#### PASSAGE TO READ

More Than Half Of Yahoo’s Paid Search Clicks Come From Partners


Efficient Frontier is out with new research looking at how the major search engines get search traffic outside their own search engines, including the remarkable stat that less than half of Yahoo’s paid search clicks happen on its own search sites.

"Search syndication" is when a major search engine provides search results beyond its own core services. For example, Google quite famously provides the search listings that AOL uses. Ask.com, while it generates its own editorial listings, also gets some of Google’s paid ads through a syndication deal. And many sites across the web use Google’s AdSense For Search program to get both paid and unpaid results.

Efficient looked at paid search clicks that it buys on behalf of a number of large advertisers to determine what percentage of those clicks were happening on the major search engines themselves as opposed to partners.

########
#### SUPPLIED DATA

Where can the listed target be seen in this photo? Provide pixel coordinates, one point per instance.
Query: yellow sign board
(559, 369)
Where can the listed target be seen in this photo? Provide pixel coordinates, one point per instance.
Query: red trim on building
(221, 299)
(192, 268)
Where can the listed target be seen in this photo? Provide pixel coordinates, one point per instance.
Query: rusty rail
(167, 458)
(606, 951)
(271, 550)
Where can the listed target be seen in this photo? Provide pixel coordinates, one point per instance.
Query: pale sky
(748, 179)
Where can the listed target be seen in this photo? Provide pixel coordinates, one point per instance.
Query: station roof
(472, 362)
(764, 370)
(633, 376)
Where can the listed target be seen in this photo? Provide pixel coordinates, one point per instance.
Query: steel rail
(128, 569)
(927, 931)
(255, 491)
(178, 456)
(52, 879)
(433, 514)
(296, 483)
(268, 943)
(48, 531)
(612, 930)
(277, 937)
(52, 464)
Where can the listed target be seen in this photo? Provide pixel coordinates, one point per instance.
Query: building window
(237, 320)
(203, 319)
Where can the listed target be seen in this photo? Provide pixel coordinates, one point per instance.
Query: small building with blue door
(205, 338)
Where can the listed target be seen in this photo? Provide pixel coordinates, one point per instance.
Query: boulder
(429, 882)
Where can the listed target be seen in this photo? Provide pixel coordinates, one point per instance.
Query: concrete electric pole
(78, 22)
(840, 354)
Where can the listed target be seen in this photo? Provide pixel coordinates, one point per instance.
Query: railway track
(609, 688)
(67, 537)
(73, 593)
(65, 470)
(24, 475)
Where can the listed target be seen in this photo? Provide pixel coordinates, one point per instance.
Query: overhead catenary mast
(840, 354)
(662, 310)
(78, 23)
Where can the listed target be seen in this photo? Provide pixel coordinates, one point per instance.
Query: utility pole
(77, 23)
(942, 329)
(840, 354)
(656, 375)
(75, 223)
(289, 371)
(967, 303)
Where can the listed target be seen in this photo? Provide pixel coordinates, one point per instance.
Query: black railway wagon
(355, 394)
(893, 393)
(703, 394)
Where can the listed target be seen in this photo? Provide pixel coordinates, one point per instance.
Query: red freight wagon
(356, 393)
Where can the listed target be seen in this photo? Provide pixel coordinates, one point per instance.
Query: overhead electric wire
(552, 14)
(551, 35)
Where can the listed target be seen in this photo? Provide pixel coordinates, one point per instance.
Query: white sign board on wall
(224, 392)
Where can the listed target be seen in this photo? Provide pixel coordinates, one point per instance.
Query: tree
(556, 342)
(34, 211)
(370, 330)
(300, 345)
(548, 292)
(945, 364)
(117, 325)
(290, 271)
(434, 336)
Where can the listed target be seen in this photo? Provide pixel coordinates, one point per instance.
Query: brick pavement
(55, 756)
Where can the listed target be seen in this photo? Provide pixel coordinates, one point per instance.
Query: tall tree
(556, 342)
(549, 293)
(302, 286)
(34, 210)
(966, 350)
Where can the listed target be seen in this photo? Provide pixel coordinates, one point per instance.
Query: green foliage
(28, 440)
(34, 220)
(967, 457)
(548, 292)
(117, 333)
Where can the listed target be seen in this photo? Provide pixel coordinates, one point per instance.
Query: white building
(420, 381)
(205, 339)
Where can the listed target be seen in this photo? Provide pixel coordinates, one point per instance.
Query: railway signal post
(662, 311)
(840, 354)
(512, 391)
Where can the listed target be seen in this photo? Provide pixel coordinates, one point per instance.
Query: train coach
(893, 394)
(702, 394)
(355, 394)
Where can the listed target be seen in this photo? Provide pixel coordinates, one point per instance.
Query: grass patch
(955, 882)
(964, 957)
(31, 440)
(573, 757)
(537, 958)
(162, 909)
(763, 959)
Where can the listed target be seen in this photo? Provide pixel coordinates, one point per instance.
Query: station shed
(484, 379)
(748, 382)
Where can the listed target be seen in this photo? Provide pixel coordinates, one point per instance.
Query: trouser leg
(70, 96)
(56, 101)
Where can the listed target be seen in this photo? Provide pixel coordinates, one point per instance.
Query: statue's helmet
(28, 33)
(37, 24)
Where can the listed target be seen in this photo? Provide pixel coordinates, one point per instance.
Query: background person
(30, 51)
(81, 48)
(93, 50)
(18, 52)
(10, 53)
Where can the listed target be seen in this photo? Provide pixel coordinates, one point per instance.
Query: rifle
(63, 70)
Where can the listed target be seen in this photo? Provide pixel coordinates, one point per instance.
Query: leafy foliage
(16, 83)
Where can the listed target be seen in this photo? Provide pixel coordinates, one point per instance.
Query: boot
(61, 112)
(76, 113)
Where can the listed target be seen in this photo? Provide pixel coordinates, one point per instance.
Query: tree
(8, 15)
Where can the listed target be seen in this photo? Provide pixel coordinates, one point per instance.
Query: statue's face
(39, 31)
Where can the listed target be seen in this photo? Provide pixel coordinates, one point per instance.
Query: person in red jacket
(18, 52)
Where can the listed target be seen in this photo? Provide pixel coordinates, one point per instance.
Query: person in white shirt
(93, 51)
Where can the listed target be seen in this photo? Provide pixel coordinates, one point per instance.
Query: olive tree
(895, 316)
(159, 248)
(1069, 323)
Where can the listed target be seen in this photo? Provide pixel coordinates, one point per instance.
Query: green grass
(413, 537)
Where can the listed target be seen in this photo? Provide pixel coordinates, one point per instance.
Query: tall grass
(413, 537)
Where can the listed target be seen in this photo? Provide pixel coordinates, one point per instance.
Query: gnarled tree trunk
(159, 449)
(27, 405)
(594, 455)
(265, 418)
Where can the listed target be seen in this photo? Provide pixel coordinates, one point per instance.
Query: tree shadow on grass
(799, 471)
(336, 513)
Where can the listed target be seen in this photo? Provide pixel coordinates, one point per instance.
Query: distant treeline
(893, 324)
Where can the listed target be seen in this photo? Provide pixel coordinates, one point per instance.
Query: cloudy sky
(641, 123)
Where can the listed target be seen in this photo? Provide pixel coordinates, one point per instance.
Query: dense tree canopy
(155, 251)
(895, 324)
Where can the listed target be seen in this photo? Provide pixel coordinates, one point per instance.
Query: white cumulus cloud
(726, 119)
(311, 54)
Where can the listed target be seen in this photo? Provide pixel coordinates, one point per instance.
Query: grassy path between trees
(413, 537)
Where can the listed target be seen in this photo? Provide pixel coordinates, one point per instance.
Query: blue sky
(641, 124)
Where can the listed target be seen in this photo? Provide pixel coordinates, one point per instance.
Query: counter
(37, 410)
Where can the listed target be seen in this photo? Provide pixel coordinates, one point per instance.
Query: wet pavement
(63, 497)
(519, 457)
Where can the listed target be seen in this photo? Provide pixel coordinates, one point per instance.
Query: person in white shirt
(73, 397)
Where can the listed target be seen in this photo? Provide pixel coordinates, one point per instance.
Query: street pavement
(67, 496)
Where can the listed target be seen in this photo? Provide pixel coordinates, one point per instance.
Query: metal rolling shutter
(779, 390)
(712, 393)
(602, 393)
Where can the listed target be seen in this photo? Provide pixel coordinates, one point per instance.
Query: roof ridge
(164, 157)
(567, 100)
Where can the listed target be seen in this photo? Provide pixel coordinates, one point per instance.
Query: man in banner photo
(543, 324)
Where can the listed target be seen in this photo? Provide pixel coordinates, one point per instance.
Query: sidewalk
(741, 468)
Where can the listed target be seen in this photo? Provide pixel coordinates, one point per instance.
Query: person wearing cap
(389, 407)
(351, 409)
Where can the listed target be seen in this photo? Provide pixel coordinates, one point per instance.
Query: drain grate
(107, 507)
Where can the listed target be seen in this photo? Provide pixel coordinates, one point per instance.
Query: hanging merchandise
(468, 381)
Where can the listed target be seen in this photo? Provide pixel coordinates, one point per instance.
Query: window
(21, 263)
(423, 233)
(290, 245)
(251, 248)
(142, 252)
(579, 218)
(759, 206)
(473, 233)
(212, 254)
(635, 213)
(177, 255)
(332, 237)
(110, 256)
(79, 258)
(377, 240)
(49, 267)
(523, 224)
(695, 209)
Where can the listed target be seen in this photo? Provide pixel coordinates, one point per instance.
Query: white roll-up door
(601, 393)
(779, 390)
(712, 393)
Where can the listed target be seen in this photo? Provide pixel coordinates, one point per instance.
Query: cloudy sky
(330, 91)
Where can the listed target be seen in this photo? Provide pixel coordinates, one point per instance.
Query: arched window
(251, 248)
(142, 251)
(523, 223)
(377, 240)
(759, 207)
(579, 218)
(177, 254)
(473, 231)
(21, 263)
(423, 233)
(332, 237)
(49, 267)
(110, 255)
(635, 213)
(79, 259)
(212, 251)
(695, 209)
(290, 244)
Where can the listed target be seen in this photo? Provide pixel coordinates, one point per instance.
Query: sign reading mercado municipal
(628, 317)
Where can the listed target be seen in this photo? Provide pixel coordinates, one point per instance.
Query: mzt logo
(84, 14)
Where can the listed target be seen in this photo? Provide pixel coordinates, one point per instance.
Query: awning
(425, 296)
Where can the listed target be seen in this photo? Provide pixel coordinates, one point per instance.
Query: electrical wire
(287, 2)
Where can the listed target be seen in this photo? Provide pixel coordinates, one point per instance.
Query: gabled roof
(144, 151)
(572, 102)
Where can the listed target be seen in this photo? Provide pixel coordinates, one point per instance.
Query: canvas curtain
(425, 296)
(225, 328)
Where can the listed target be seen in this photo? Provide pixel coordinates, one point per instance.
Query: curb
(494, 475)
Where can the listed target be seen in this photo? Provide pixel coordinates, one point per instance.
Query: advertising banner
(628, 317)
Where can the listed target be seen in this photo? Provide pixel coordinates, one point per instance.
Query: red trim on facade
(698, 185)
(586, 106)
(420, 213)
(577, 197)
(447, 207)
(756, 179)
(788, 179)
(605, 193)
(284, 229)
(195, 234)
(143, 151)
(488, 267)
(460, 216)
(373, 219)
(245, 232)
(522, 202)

########

PROBLEM = Go on with the article on search syndication from the point where it stops. The entries have nothing to do with the article on search syndication.

REPLY TO THE EXERCISE =
Yahoo was found to have the highest number of partners generating clicks – 1,196 of them beyond Yahoo Search itself. These partners generated 55% of all of Yahoo’s paid search clicks. Yahoo itself generated 45%.

Though Yahoo generated fewer clicks on its own, those clicks on its own site converted better. Of all Yahoo search clicks (on its own site or through partners), 58% of the converting clicks came from Yahoo itself.

How does this show Yahoo converts better than its partners? The idea from Efficient seems to be that if partner and "own site" clicks convert the same, then the percentage should be the same. In other words, if Yahoo’s own clicks make up 45% of total paid clicks, then you should also see 45% of total converting clicks coming from Yahoo itself. Instead, you get 58% of converting clicks from Yahoo. That suggests Yahoo ads convert better than those coming from its partners.

That’s probably right, but it would have been better if the exact conversion rate for partner sites and Yahoo’s own sites were given. Then the figures could be compared directly.

Google has many partners, too — but at 431, far less than Yahoo. Google also generates the majority of its own search traffic, 59% — partners make up 41%. Of all paid clicks, 75% of those generating conversions came from Google’s own site.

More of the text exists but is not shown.